Passage to read.
-=-=-=-=-

NEW SECTION.  Sec. 12.  A new section is added to chapter 43.155 RCW to read as follows:

    A city or town located within a county with a population of one million five hundred thousand or more may not qualify for new loans or pledges after December 31, 2011, unless: (a) All potential annexation areas have been annexed prior to January 1, 2012; or (b) the voter's within remaining potential annexation areas have rejected annexation.   This section only applies to potential annexation areas that are: (a) Recognized in the city or town's comprehensive plan or related document as such plan or related document exists on the effective date of this act; and (b) estimated to have a population in excess of four thousand.

NEW SECTION.  Sec. 13.  A new section is added to chapter 35.21 RCW to read as follows:

    (1) Subject to the requirements of this section, a city or town located partially or wholly within a county with a population of one million five hundred thousand or more may impose a tax upon the gross income or gross receipts of a water-sewer district.

    (2) A city or town imposing the tax authorized under this section may not impose a rate of tax that exceeds six percent.

    (3)(a)  A city or town may not impose the tax authorized under this section unless: (a) All potential annexation areas have been annexed prior to January 1, 2012; or (b) the voter's within remaining potential annexation areas have rejected annexation.   This subsection only applies to potential annexation areas that are: (a) Recognized in the city or town's comprehensive plan or related document as such plan or related document exists on the effective date of this act; and (b) estimated to have a population in excess of four thousand.

NEW SECTION.  Sec. 14.  A new section is added to chapter 43.09 RCW to read as follows:

    (1) By January 1, 2011, the state auditor shall conduct a performance audit of any county with a population of one million five hundred thousand or more to specifically determine whether policy changes and programs the county has adopted since January 1, 2009, will effectively reduce overhead and other costs, improve services, and streamline operations.  The performance audit must identify current deficiencies in recognized best practices in the provision of county goods and services and how the provision of these goods and services could be provided more efficiently and effectively.  As part of the performance audit, the auditor shall also evaluate the amount of local and regional services provided by the county within and outside city limits and contrast this with other large counties in Washington and with counties of similar size in other states.  The state auditor shall use money distributed to the auditor under RCW 82.08.020(5) to pay for the performance audit required under this section.

-=-=-=-=-

Entries shown.
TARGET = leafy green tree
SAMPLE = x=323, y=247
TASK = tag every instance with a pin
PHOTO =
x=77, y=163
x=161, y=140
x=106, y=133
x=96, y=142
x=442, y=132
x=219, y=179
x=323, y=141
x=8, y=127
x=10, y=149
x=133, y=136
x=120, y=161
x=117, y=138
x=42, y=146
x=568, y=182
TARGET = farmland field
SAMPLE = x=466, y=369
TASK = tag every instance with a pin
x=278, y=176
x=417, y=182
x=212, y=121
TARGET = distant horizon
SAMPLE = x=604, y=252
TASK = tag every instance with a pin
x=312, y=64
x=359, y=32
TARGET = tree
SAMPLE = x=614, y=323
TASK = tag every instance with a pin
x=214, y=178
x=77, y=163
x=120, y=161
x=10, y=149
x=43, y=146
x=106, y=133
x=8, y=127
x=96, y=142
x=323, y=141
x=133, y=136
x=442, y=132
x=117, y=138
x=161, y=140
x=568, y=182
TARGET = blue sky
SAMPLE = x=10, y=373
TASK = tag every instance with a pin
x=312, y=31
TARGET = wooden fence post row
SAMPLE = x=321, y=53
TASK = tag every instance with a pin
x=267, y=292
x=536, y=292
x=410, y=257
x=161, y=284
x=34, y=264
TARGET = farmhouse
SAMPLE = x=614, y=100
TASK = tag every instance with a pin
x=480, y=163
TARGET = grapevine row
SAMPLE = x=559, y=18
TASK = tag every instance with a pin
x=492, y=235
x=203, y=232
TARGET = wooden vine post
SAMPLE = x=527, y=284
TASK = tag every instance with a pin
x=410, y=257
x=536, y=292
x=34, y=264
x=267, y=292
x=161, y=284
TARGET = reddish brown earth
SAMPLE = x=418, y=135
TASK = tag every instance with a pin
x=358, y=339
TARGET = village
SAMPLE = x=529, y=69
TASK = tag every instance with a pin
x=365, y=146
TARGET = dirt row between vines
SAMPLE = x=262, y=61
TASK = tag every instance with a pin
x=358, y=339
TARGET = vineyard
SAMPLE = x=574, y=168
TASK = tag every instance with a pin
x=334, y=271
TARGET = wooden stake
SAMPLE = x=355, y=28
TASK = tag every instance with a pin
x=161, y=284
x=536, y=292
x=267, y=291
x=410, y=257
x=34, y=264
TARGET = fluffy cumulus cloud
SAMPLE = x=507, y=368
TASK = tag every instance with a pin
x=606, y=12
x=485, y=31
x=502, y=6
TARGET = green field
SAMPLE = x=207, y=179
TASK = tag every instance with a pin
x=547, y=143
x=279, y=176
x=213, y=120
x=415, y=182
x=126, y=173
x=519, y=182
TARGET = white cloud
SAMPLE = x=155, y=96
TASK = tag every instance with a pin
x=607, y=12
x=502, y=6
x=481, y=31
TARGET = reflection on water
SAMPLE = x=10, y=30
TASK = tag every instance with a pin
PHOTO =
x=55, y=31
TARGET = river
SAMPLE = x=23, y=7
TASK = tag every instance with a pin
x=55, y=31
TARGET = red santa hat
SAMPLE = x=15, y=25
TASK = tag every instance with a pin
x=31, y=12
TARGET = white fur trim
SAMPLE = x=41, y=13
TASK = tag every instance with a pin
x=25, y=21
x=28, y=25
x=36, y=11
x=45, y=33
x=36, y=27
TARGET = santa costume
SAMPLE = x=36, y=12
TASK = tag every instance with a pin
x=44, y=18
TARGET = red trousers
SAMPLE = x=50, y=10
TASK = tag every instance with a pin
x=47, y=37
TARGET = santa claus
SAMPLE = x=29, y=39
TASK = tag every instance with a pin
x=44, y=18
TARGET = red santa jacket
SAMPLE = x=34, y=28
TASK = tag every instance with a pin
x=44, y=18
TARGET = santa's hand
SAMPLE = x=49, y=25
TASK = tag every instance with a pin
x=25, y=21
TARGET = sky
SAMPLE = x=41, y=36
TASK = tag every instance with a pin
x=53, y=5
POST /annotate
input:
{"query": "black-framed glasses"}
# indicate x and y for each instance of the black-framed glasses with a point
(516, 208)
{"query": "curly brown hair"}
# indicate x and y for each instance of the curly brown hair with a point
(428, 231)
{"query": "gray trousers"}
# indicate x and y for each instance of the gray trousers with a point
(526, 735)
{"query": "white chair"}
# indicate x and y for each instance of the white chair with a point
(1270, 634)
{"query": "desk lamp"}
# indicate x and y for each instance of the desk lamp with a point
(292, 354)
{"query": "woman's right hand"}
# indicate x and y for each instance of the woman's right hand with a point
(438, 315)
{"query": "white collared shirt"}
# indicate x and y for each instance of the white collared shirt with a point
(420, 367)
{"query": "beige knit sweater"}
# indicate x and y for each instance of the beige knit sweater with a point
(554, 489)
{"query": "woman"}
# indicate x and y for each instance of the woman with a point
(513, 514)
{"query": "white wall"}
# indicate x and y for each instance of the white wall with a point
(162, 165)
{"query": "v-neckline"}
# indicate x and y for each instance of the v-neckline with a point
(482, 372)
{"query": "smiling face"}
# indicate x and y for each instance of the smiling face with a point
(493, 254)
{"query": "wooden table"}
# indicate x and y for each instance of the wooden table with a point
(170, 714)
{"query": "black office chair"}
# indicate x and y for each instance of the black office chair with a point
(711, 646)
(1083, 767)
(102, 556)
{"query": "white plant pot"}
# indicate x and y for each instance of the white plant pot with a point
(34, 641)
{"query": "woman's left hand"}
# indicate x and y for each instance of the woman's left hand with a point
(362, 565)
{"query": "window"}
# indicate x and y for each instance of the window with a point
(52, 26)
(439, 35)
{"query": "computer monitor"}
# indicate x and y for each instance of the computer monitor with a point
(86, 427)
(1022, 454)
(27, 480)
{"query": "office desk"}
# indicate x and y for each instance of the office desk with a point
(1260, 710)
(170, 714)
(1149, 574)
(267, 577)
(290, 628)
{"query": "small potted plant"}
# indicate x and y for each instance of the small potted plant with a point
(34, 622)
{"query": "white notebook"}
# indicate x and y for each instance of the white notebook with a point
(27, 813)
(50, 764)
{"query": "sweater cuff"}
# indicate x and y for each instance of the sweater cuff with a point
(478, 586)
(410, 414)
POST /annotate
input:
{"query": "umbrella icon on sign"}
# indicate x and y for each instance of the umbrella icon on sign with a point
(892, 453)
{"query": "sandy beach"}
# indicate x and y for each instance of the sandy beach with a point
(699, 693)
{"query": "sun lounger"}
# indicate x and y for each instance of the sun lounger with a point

-=-=-=-=-

Problems to work on.
a - According to the legislative text, what is the state auditor's performance audit of the county meant to determine?
b - Rename "water-sewer district" as "public utility district" in everything from "(1) Subject to" down to "a water-sewer district." of the legislative text.

Responses in order.
a - The audit is meant to determine whether the policy changes and programs the county has adopted since January 1, 2009, will effectively reduce overhead and other costs, improve services, and streamline operations.

b -
(1) Subject to the requirements of this section, a city or town located partially or wholly within a county with a population of one million five hundred thousand or more may impose a tax upon the gross income or gross receipts of a public utility district.